八王子市・京都市・前橋市の市長選挙結果から言えること

 上記14%~17%の自民党支持者と3%程度の公明党支持者は絶対に選挙に行くので、自公推薦候補者は最低でも17%の投票数を最初から確保していると推察されるが、自公推薦の候補者と立民/共産/国民/社民推薦の候補者の2名で争った前橋市長選挙の結果によれば、自公推薦候補者の得票数/当日有権者数が16.95%であったことから、この見立ては概ね当たっているのだろう。
となると、前橋市では絶対的自公支持・投票者の票しか得られず、自公推薦候補者の得票数/当日有権者数が13.63%の八王子市では絶対的自公支持・投票者の自公離れがあったことになる。

 京都市長選挙は立憲民主党と国民民主党が自公に相乗りしたため、八王子市長選挙や前橋市長選挙と比較することができないが、自公/立民/国民推薦候補者の得票数/当日有権者数が15.59%であり、前橋市自公推薦候補者の16.95%よりも低いことから、立憲民主党と国民民主党の相乗りによる得票増は殆ど無く、立憲民主党支持者や国民民主党支持者ですら自公/立民/国民推薦候補者に投票しなかったのではないかと推察される。

選挙結果

 投票率は相変わらず低迷しており、八王子市長選挙が38.66%、京都市長選挙が41.67%前橋市長選挙が39.39%であった。2021年衆議院選挙と比較すると。八王子市は約18%、京都市は約13%、前橋市は約14%の有権者が投票しなかったようである。

 連日の裏金問題報道に嫌気が差したのかもしれないし、裏金問題と市政は別として市長選に関心がなかったのかもしれない。特に京都市においては、日本維新の会が擁立した候補が政治資金パーティー疑惑で脱落し、反維新及び反共産党を旗印に立憲民主党と国民民主党が自公に相乗りしたため投票する気が失せたのかもしれない。

 絶対的自公支持・投票者による確実得票があるため低投票率で対立候補が多ければ自公推薦候補者が当選する確率が高いことは言うまでもないが、今回の選挙では絶対的自公支持・投票者による確実得票は減ることがあっても増えることはない状況であった。

_指示文 A_:
市長選挙の分析を、「八王子市・京都市・前橋市の市長選挙結果から言えること」を含む箇所から始めて「えることはない状況であった。」の後で止め、その範囲の「裏金問題」をすべて「政治資金問題」に置き換えて書き直すこと。
_指示文 B_:
市長選挙の分析の続きを、最後の文の後から書き進めること。

_画像アノテーションデータ_:
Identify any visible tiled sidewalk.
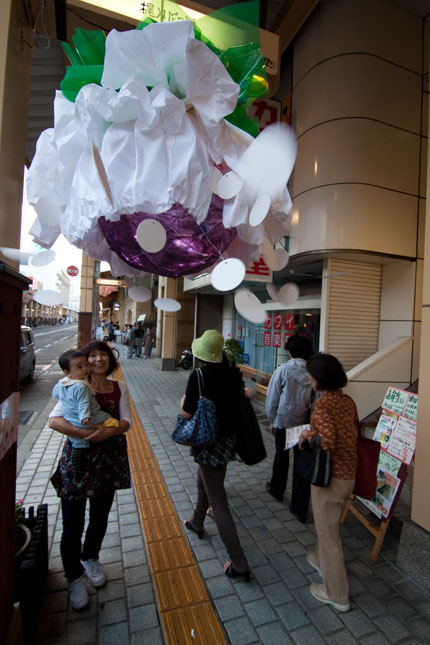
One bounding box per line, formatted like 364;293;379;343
17;346;430;645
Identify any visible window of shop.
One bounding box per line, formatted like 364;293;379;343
236;309;320;384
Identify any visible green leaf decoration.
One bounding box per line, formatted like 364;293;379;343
60;0;268;136
60;65;103;103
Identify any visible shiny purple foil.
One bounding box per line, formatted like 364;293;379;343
98;195;236;278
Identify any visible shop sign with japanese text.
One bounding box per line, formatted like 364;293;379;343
245;257;272;282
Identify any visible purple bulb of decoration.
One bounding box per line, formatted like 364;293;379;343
98;195;236;278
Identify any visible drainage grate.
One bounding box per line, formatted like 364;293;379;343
18;410;37;426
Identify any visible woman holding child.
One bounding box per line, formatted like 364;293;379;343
49;341;131;609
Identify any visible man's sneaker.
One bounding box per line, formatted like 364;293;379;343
309;582;351;611
82;559;106;587
306;551;322;578
69;576;89;609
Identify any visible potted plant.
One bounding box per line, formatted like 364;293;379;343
15;499;31;560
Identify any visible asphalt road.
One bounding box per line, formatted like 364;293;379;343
18;323;78;472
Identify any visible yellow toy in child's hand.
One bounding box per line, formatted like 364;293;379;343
103;417;119;428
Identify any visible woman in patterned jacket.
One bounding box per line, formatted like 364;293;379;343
300;354;358;611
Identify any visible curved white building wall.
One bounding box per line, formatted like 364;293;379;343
290;0;426;258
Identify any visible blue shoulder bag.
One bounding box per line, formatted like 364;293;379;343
172;369;218;448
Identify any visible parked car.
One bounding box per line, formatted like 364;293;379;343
19;325;36;381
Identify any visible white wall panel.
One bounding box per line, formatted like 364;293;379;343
290;184;417;257
293;0;422;85
292;54;421;136
378;320;414;349
381;262;416;320
290;119;420;197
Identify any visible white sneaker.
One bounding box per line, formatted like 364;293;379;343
309;582;351;611
82;559;106;587
306;551;322;578
69;576;89;609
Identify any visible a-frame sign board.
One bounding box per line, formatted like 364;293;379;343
340;387;418;562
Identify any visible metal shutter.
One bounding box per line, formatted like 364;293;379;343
323;259;382;371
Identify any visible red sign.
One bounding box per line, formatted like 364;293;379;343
273;331;282;347
284;332;293;347
245;257;272;282
66;264;79;277
285;314;294;331
273;314;282;329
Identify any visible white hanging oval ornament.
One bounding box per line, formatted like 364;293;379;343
234;289;266;324
278;282;300;305
136;219;167;253
217;170;243;199
266;283;279;302
261;237;277;271
249;195;272;226
154;298;181;311
128;286;151;302
33;289;65;306
31;251;56;267
274;249;290;271
209;166;222;195
0;246;32;264
34;197;61;226
211;258;246;291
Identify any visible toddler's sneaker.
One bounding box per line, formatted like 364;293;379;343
69;576;89;609
82;558;106;588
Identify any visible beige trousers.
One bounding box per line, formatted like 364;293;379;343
311;477;355;604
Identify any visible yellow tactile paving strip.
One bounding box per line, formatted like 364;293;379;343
118;372;226;645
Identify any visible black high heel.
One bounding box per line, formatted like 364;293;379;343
184;520;205;540
224;562;251;582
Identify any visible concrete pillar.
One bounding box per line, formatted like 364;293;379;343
160;278;177;371
0;0;32;262
78;252;95;347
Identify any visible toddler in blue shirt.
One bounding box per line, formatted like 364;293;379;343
52;349;119;478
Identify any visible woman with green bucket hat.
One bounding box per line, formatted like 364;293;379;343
181;329;250;581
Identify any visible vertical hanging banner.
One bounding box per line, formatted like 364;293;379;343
263;331;272;347
285;314;294;332
273;314;282;329
273;331;282;347
358;387;418;518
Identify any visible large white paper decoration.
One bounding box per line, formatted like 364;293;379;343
154;298;181;311
128;286;151;302
34;197;61;226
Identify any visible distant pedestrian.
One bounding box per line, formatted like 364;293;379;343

_回答文 A_:
八王子市・京都市・前橋市の市長選挙結果から言えること

 上記14%~17%の自民党支持者と3%程度の公明党支持者は絶対に選挙に行くので、自公推薦候補者は最低でも17%の投票数を最初から確保していると推察されるが、自公推薦の候補者と立民/共産/国民/社民推薦の候補者の2名で争った前橋市長選挙の結果によれば、自公推薦候補者の得票数/当日有権者数が16.95%であったことから、この見立ては概ね当たっているのだろう。
となると、前橋市では絶対的自公支持・投票者の票しか得られず、自公推薦候補者の得票数/当日有権者数が13.63%の八王子市では絶対的自公支持・投票者の自公離れがあったことになる。

 京都市長選挙は立憲民主党と国民民主党が自公に相乗りしたため、八王子市長選挙や前橋市長選挙と比較することができないが、自公/立民/国民推薦候補者の得票数/当日有権者数が15.59%であり、前橋市自公推薦候補者の16.95%よりも低いことから、立憲民主党と国民民主党の相乗りによる得票増は殆ど無く、立憲民主党支持者や国民民主党支持者ですら自公/立民/国民推薦候補者に投票しなかったのではないかと推察される。

選挙結果

 投票率は相変わらず低迷しており、八王子市長選挙が38.66%、京都市長選挙が41.67%前橋市長選挙が39.39%であった。2021年衆議院選挙と比較すると。八王子市は約18%、京都市は約13%、前橋市は約14%の有権者が投票しなかったようである。

 連日の政治資金問題報道に嫌気が差したのかもしれないし、政治資金問題と市政は別として市長選に関心がなかったのかもしれない。特に京都市においては、日本維新の会が擁立した候補が政治資金パーティー疑惑で脱落し、反維新及び反共産党を旗印に立憲民主党と国民民主党が自公に相乗りしたため投票する気が失せたのかもしれない。

 絶対的自公支持・投票者による確実得票があるため低投票率で対立候補が多ければ自公推薦候補者が当選する確率が高いことは言うまでもないが、今回の選挙では絶対的自公支持・投票者による確実得票は減ることがあっても増えることはない状況であった。

_回答文 B_:
 次選候補者との得票差は八王子市が6,645票、京都市が16,251票であり、当日有権者数に対する比率は、八王子市が1.42%、京都市が1.43%である。数パーセントの有権者が反自公の意思表示するだけで選挙の結果は変わっていただろう。

 京都市の有権者には同情する。共産党が強い地域ではあるものの、私と同様に共産党に投票したことがない有権者も相当数いると思われる。裏金問題で自公に嫌気が差しているタイミングで自公か共産党かの選択を迫られた反共産党有権者の心中は察するに余りあり、敢えて棄権したかもしれない有権者の気持ちも理解できる。それだけに、立憲民主党及び国民民主党の政治姿勢には疑いを持たざるを得ない。

 選挙結果はともあれ、裏金問題に対する自民党の不誠実な対応が問われている最中の選挙であったからこそ、どの市長選挙においても高い投票率であって欲しかった。
 仮に60%以上の投票率でも自公推薦候補が当選したならば、裏金問題とは関係なく市政に相応しい人物が選ばれたと納得せざるを得ないが、60%以上の投票率で野党推薦候補が当選したならば、自公に猛省を促すことができただろう。少なくとも八王子市選出の荻生田氏の選挙後の発言や振る舞いで不愉快な思いをすることはなかっただろう。
 40%程度の投票率で自公推薦候補が当選した場合は、絶対的自公支持・投票者にしてやられたと思わざるを得ないのである。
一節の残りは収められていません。